PROVIDED DATA START

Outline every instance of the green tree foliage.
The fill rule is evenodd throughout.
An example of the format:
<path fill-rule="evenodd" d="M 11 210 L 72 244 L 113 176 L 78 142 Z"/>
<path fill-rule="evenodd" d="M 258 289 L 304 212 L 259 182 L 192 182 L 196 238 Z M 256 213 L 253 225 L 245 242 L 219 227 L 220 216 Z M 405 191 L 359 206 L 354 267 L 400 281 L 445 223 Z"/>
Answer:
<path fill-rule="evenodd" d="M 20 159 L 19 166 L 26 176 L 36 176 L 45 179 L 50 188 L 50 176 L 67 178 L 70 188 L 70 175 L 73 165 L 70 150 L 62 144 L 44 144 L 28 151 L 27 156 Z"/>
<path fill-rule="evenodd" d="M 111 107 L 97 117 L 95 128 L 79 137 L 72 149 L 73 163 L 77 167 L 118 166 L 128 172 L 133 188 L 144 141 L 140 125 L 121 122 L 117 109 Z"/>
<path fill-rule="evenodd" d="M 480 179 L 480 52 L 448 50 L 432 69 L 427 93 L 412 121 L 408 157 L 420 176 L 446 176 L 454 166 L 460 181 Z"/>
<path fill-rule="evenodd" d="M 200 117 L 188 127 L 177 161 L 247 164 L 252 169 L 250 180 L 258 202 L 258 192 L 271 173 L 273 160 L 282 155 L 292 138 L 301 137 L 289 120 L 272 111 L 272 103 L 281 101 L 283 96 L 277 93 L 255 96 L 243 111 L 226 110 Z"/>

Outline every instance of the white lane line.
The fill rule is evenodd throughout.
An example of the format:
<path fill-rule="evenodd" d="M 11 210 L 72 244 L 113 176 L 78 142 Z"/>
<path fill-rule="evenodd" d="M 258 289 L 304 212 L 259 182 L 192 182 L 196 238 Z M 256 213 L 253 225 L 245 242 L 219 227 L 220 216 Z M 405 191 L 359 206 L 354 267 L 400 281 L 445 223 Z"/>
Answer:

PROVIDED DATA END

**DIRECTIONS FOR THIS TASK**
Exactly as given, please retype all the entries.

**FINAL ANSWER**
Outline every instance of the green tree foliage.
The fill rule is evenodd throughout.
An example of the format:
<path fill-rule="evenodd" d="M 11 210 L 72 244 L 113 176 L 78 142 Z"/>
<path fill-rule="evenodd" d="M 258 289 L 304 212 L 259 182 L 192 182 L 196 238 Z M 256 213 L 253 225 L 245 242 L 219 227 L 220 216 Z M 405 191 L 359 206 L 354 267 L 400 281 L 445 223 Z"/>
Answer:
<path fill-rule="evenodd" d="M 20 159 L 19 166 L 26 176 L 36 176 L 45 179 L 50 188 L 50 176 L 67 178 L 70 188 L 70 175 L 73 165 L 70 150 L 62 144 L 44 144 L 28 151 L 27 156 Z"/>
<path fill-rule="evenodd" d="M 111 107 L 97 117 L 95 128 L 79 137 L 72 149 L 73 163 L 77 167 L 118 166 L 128 172 L 133 188 L 144 141 L 140 125 L 121 122 L 117 109 Z"/>
<path fill-rule="evenodd" d="M 480 179 L 480 52 L 448 50 L 432 69 L 427 93 L 412 121 L 408 157 L 420 176 L 446 176 L 454 166 L 460 181 Z"/>
<path fill-rule="evenodd" d="M 200 117 L 188 127 L 177 161 L 247 164 L 252 169 L 250 180 L 258 202 L 258 192 L 271 173 L 273 160 L 282 155 L 292 138 L 301 137 L 289 120 L 272 111 L 272 103 L 281 101 L 283 96 L 277 93 L 255 96 L 243 111 L 226 110 Z"/>

Outline every instance of the white lane line.
The fill rule is evenodd throughout.
An example of the format:
<path fill-rule="evenodd" d="M 11 210 L 72 244 L 113 176 L 78 142 Z"/>
<path fill-rule="evenodd" d="M 258 289 L 304 212 L 259 182 L 192 182 L 196 238 Z M 256 213 L 253 225 L 245 242 L 219 227 L 220 216 Z M 405 191 L 359 206 L 354 267 L 400 281 L 445 223 Z"/>
Answer:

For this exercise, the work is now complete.